**Challenge:**
Please list every line in the entries below that contains the word "child".

**Working data:**
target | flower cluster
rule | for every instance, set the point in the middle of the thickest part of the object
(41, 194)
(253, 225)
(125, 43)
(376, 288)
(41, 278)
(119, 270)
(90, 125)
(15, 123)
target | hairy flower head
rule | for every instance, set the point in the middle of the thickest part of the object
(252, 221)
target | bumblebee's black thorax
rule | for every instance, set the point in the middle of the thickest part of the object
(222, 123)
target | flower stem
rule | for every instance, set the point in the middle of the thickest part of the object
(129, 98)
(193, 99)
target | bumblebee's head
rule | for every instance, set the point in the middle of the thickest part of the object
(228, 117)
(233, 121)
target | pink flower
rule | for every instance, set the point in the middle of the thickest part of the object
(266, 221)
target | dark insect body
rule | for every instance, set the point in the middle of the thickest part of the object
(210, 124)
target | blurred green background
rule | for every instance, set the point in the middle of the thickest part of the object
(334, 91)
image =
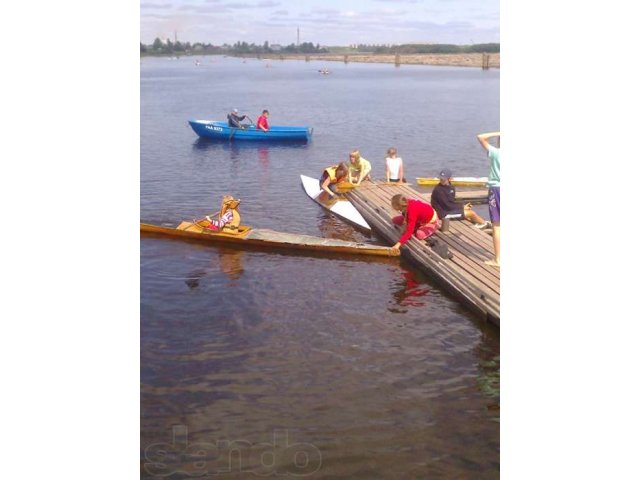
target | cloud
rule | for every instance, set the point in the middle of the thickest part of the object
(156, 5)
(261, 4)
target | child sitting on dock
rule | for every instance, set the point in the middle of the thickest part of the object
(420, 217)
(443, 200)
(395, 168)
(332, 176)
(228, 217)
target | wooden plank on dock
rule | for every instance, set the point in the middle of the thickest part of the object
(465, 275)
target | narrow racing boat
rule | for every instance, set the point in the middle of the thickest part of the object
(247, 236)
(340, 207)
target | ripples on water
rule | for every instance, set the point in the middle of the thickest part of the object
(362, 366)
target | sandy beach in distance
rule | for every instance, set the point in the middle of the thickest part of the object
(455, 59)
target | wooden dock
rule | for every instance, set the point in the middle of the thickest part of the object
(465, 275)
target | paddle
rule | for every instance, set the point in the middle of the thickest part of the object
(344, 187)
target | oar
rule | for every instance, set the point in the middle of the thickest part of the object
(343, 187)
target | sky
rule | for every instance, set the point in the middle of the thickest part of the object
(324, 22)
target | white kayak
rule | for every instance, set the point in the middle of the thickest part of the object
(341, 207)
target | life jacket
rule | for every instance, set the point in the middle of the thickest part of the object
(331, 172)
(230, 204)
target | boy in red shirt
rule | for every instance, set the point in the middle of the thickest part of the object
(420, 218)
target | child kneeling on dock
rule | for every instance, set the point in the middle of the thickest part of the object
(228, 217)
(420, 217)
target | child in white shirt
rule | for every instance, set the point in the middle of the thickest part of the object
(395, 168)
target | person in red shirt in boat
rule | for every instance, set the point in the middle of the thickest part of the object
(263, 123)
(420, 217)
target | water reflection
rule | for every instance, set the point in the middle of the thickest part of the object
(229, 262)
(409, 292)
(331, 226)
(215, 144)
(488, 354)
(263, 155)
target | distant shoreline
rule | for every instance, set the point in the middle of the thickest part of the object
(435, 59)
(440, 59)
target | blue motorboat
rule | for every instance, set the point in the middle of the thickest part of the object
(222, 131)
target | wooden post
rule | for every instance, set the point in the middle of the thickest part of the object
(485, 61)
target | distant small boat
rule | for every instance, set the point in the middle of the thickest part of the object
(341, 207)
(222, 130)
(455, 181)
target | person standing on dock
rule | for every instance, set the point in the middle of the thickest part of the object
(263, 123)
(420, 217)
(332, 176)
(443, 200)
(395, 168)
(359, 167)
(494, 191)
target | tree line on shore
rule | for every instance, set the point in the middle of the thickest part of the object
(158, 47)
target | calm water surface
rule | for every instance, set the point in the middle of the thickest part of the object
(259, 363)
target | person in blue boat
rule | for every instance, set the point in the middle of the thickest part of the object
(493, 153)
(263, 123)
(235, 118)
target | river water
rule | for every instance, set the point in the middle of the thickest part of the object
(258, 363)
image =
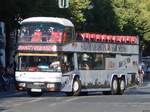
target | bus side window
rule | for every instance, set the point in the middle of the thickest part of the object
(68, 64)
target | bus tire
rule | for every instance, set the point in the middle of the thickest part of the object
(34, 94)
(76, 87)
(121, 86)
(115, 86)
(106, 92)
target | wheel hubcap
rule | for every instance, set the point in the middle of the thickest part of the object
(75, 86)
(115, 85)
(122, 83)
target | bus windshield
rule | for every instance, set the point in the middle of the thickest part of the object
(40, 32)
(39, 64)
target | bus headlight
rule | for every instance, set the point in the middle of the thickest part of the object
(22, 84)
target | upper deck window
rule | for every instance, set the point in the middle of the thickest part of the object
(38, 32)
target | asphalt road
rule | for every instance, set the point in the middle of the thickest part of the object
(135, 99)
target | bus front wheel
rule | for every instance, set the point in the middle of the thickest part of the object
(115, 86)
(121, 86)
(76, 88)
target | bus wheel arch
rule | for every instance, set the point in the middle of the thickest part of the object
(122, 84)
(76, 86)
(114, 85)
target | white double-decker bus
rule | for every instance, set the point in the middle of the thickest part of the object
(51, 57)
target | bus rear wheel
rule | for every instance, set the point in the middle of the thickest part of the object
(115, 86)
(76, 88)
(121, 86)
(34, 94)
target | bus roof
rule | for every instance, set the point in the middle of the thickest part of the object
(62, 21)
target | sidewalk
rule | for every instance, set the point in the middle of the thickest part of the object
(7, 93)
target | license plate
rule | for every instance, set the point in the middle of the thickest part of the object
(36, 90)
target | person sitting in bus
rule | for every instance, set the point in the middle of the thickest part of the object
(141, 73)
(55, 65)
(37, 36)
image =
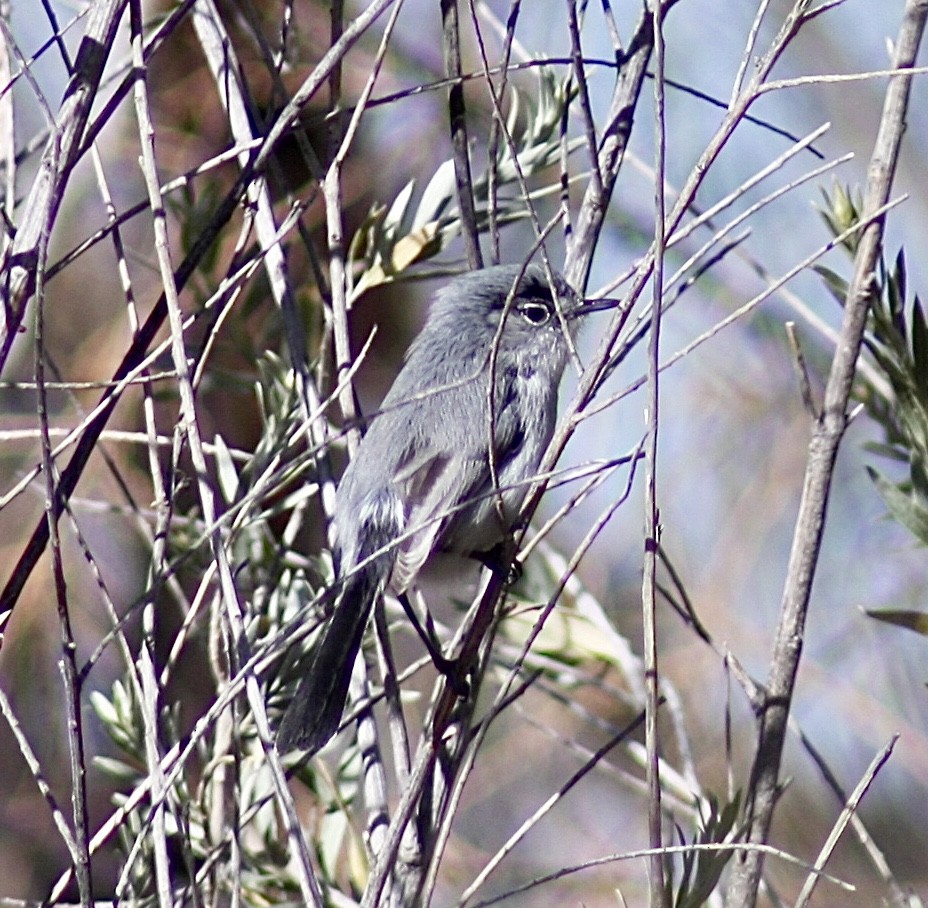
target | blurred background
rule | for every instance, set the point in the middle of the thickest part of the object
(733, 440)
---
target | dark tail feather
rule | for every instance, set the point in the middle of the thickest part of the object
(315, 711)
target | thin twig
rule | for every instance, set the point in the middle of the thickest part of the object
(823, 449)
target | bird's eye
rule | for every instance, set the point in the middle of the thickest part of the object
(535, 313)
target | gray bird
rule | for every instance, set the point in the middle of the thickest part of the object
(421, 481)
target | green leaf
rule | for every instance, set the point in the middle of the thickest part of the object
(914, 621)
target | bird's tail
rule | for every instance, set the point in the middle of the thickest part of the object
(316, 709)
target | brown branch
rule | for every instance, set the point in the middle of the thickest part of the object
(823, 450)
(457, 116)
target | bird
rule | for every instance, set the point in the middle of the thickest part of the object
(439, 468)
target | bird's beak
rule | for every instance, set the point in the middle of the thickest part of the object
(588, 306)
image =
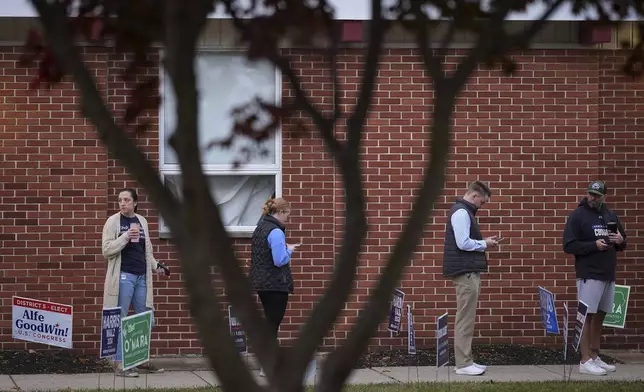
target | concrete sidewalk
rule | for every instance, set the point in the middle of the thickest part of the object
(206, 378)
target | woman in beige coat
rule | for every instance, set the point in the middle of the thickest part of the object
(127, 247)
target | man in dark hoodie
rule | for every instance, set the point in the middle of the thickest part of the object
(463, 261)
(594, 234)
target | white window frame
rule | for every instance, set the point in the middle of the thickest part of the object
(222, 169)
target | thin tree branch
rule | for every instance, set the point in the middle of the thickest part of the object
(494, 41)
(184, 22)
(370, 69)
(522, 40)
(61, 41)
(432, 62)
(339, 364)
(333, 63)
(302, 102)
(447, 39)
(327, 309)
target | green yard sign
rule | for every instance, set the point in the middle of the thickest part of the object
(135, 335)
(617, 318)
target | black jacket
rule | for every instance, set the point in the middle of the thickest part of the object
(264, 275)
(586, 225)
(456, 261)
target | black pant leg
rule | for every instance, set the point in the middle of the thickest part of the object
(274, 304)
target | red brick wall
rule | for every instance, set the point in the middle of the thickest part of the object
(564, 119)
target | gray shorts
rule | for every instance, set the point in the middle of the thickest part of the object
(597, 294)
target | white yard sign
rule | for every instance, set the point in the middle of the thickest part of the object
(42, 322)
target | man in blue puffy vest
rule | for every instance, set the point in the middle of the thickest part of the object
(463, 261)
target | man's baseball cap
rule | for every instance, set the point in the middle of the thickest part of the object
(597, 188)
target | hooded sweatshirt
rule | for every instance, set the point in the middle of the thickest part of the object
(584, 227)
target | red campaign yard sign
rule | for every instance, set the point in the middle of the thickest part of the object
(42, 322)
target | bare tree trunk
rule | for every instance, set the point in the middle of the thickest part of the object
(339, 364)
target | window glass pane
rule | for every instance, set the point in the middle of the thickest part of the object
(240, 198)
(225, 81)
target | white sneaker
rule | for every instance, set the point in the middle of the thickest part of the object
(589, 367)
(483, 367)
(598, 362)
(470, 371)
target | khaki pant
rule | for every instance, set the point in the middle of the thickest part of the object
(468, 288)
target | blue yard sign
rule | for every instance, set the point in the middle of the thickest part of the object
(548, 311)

**Result below:**
target | child sitting on dock
target | child kneeling on dock
target | child in white shirt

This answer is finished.